*** DATA EXTRACT Section Begins ***
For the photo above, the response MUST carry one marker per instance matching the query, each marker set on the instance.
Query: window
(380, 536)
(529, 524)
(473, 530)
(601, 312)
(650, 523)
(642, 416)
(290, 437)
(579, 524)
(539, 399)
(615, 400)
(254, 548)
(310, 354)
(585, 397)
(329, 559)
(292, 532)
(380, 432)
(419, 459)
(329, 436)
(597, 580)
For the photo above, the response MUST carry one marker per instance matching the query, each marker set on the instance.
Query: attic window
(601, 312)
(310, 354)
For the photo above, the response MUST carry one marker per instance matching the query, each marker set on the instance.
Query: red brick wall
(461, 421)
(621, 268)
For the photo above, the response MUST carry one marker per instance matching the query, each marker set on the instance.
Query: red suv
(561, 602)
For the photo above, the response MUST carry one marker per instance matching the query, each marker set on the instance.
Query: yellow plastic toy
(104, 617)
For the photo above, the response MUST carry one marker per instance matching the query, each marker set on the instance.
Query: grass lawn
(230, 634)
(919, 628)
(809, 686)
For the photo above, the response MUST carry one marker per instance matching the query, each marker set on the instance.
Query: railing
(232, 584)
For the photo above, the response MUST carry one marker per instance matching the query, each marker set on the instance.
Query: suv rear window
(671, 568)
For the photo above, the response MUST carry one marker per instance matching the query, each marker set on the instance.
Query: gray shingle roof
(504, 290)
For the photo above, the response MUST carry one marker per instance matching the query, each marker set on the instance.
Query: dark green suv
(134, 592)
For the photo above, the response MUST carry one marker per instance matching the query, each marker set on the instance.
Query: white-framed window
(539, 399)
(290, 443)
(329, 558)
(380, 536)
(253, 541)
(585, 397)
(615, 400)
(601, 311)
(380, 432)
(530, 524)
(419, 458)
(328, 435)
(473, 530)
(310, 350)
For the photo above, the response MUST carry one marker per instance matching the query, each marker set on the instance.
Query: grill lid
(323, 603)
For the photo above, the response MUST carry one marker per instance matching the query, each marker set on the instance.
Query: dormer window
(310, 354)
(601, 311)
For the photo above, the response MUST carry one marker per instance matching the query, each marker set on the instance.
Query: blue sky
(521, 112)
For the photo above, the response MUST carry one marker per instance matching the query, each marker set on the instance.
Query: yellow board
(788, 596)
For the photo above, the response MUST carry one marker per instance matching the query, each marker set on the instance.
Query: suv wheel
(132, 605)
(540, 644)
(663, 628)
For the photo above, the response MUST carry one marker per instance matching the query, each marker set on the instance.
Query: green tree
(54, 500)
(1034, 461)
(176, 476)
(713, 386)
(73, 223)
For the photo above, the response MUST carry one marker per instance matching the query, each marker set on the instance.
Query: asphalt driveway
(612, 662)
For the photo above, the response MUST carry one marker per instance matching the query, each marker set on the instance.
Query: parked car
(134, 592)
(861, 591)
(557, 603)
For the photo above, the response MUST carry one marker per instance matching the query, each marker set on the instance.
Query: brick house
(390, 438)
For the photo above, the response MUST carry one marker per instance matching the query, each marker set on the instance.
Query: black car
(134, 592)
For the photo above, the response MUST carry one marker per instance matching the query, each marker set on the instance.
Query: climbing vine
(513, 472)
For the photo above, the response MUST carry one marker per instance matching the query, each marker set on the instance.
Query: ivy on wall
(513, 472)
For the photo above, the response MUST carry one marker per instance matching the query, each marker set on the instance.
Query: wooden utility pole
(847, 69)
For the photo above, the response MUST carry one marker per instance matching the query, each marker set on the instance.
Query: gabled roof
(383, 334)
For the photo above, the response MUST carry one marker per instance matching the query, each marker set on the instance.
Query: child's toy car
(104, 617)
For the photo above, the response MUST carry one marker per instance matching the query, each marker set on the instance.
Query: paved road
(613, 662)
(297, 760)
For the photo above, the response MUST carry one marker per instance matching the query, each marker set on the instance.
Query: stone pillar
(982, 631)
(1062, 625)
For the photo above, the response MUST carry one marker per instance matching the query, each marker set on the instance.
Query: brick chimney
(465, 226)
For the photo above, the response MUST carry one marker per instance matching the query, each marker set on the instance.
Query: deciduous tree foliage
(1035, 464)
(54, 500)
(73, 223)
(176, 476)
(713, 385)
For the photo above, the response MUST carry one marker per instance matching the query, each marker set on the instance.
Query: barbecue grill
*** DATA EXTRACT Section Ends ***
__EXERCISE__
Take the entries above and set them all down again exactly as they read.

__SOLUTION TO THIS TASK__
For the photo above, the response MUST carry one marker per instance matching the query, each marker set on the instance.
Query: window
(380, 536)
(529, 524)
(473, 530)
(601, 312)
(650, 523)
(642, 416)
(290, 437)
(579, 524)
(539, 399)
(615, 400)
(254, 548)
(310, 354)
(585, 397)
(329, 559)
(292, 532)
(380, 432)
(419, 459)
(329, 436)
(597, 580)
For the photo above, the response MUST carry one marker per instance matching the query, each marker set on the instance.
Query: attic window
(601, 312)
(310, 354)
For the photo above, the response MUST carry one marker per instance matching the query, each marker set on the instance.
Query: red brick wall
(461, 421)
(621, 268)
For the photo above, the response MUST carry one marker per instance matching the query, each marker set on the instance.
Query: red suv
(561, 602)
For the photo above, the response MUST carry one marker per instance matching the query, each marker set on the instance.
Query: yellow plastic toy
(104, 617)
For the photo above, the response MUST carry one marker per instance matching the query, each marker set on the instance.
Query: grass lawn
(230, 634)
(919, 628)
(809, 686)
For the photo above, the response MUST carry one marker per instance matching the query, each marker set on the instance.
Query: railing
(232, 584)
For the photo above, the response MUST carry one marker per instance matching the query, each marker set on the instance.
Query: suv rear window
(671, 568)
For the photo above, the response MUST carry one marker per instance matching the query, each marker set on the instance.
Query: gray shingle roof
(504, 290)
For the photo above, the response MUST carry one marker per instance matching the query, each marker set on the instance.
Query: dark green suv
(134, 592)
For the photo above, the response MUST carry one marker per instance matching the query, each marker set on the instance.
Query: white-framed window
(539, 399)
(290, 443)
(329, 558)
(380, 536)
(253, 541)
(585, 397)
(615, 400)
(601, 311)
(380, 432)
(530, 524)
(419, 458)
(328, 435)
(473, 530)
(310, 350)
For the photo above, the response MUST carry one marker per instance matching the query, each marker set on the instance.
Query: grill lid
(323, 603)
For the photo above, the response MUST carry one marker per instance matching the query, each marker set on the instance.
Query: dormer window
(310, 354)
(601, 311)
For the photo above, the response MUST carry one marker per instance matching the query, each marker set on the instance.
Query: blue sky
(521, 112)
For the photo above, the response MUST carry one marker per instance matching the query, each marker set on the instance.
Query: yellow board
(788, 596)
For the photo above, the response MUST carry one marker per instance matching the query, each marker set on the instance.
Query: suv wheel
(132, 605)
(540, 644)
(663, 628)
For the photo above, the response MUST carry one marker per instance matching the query, each marker set on the instance.
Query: green tree
(54, 500)
(1034, 461)
(176, 476)
(713, 386)
(73, 223)
For the photo above, the response MUST carry one marker per instance matching the query, each marker set on the instance.
Query: asphalt driveway
(612, 662)
For the photo above, the response MUST carry one marker per instance matching the query, each marker set on the instance.
Query: parked car
(134, 592)
(861, 591)
(557, 603)
For the photo above, the response MUST carry one marker per instance matching the query, each marker set on the instance.
Query: brick house
(390, 438)
For the photo above, the response MUST carry one marker per instance matching the query, each marker set on the instance.
Query: black car
(134, 592)
For the photo above, the response MUST carry one marker per instance matching the query, each marker set on the instance.
Query: climbing vine
(513, 472)
For the photo above, the response MUST carry one marker per instance matching the query, each marker set on the instance.
Query: ivy on wall
(513, 472)
For the photo above, the response MUST carry one marker per instance matching the query, each marker set on the instance.
Query: wooden utility pole
(847, 69)
For the photo above, the response MUST carry one marker per instance matching the query, each marker set on the instance.
Query: gabled roof
(383, 334)
For the photo above, the response MUST carry one marker per instance matching the query, each marker set on the instance.
Query: child's toy car
(104, 617)
For the photo above, the response MUST carry one marker per instance matching the query, each marker set on the instance.
Query: paved road
(613, 662)
(297, 760)
For the photo above, the response MUST carry one marker per instance matching the query, each marker set on the instance.
Query: stone pillar
(982, 631)
(1062, 625)
For the photo above, the response MUST carry one marker per instance matching the query, each marker set on the instance.
Query: brick chimney
(465, 226)
For the photo above, the response MUST carry one marker per instance matching the query, each marker set on the instance.
Query: deciduous tree foliage
(1035, 464)
(54, 500)
(73, 223)
(176, 476)
(713, 385)
For the photo above, the response MUST carry one marker per instance matching the query, each marker set on the instance.
Query: barbecue grill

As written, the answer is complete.